-- Task input follows --

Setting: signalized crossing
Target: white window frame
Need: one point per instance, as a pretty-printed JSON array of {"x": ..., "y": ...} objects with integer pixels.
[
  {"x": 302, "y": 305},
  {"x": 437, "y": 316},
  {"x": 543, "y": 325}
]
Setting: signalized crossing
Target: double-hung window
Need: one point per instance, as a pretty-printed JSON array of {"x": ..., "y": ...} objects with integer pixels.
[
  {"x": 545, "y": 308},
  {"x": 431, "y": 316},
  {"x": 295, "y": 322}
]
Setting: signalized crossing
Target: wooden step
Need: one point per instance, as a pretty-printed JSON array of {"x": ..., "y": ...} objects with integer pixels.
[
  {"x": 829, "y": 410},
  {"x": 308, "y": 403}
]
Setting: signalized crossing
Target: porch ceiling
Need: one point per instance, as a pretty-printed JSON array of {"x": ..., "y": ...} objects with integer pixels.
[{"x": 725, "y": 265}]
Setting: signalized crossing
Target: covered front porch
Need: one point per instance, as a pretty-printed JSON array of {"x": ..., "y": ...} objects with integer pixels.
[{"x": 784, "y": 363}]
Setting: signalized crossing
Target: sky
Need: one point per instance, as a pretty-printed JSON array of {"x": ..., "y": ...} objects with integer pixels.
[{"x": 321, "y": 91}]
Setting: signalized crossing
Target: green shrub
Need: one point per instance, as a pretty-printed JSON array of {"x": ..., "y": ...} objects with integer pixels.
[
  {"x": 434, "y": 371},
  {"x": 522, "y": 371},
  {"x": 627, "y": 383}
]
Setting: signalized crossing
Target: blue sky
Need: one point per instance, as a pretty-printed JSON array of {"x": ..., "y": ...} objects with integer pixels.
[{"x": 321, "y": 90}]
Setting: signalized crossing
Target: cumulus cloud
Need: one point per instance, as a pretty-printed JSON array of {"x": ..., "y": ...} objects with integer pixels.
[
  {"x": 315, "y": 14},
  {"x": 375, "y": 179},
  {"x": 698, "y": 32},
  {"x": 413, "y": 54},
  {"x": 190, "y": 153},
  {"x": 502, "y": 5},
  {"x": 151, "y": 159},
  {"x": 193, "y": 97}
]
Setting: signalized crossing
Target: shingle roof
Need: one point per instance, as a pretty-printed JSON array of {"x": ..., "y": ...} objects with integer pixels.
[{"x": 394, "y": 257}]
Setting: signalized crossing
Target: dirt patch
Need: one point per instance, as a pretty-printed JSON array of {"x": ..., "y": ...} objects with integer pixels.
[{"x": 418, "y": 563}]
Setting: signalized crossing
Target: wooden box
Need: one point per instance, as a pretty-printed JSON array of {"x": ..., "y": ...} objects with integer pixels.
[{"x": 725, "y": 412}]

-- Task input concluded --

**Your instructions**. Find the lines in the records above that hold the word "Target", and give only how many there are.

**Response to this exercise**. 12